→ What the task requires: Copy out every entry below unchanged, except that each occurrence of "outline" is replaced with "contour".

→ Data supplied:
## Start
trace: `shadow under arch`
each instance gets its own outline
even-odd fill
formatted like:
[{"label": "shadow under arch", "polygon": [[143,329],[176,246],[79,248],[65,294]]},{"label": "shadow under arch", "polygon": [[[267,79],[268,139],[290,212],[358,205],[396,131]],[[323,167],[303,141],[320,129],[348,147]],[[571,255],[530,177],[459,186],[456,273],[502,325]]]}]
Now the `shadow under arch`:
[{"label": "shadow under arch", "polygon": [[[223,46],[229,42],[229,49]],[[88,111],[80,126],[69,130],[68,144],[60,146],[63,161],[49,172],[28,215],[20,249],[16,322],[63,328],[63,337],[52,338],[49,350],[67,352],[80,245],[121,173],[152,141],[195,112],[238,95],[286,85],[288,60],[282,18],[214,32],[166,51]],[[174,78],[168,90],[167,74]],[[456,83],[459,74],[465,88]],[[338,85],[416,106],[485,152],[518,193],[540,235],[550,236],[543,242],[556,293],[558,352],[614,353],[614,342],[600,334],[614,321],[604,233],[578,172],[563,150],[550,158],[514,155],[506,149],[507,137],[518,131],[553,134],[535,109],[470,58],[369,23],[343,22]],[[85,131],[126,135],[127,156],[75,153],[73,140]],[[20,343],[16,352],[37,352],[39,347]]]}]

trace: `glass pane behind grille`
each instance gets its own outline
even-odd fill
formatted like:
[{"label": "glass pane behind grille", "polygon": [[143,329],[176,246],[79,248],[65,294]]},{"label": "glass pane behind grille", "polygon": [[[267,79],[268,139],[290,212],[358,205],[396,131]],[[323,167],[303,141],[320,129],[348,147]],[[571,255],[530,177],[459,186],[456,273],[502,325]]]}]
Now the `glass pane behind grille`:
## End
→ Output of the exercise:
trace: `shadow under arch`
each instance gets its own contour
even-odd fill
formatted like:
[{"label": "shadow under arch", "polygon": [[143,329],[176,246],[79,248],[65,294]]},{"label": "shadow under arch", "polygon": [[[267,79],[268,139],[290,212],[358,205],[396,131]],[[323,167],[303,141],[320,129],[348,147]],[[571,255],[530,177],[459,186],[456,273],[502,325]]]}]
Now the `shadow under arch`:
[{"label": "shadow under arch", "polygon": [[[223,46],[229,42],[229,49]],[[88,111],[80,126],[69,130],[68,144],[60,146],[63,161],[49,172],[28,215],[20,249],[16,322],[63,328],[63,337],[52,338],[49,350],[67,352],[80,245],[121,173],[152,141],[195,112],[238,95],[286,85],[288,60],[282,18],[214,32],[166,51]],[[174,78],[168,90],[167,74]],[[456,83],[459,74],[465,88]],[[338,85],[416,106],[485,152],[518,193],[540,235],[550,236],[543,242],[556,293],[558,352],[614,353],[614,342],[600,334],[614,321],[604,233],[578,172],[563,150],[550,158],[514,155],[506,149],[507,137],[518,131],[553,134],[535,109],[470,58],[369,23],[343,22]],[[85,131],[126,135],[127,156],[75,153],[73,140]],[[20,343],[16,352],[37,352],[39,347]]]}]

trace: `glass pane behind grille`
each instance gets its own contour
even-odd fill
formatted like:
[{"label": "glass pane behind grille", "polygon": [[143,329],[176,246],[79,248],[65,294]]},{"label": "glass pane behind grille", "polygon": [[[267,79],[268,139],[290,212],[358,205],[396,131]],[[323,167],[303,141],[320,129],[348,147]],[[571,255],[530,177],[459,186],[456,273],[502,325]]]}]
Now the `glass pane behind grille`:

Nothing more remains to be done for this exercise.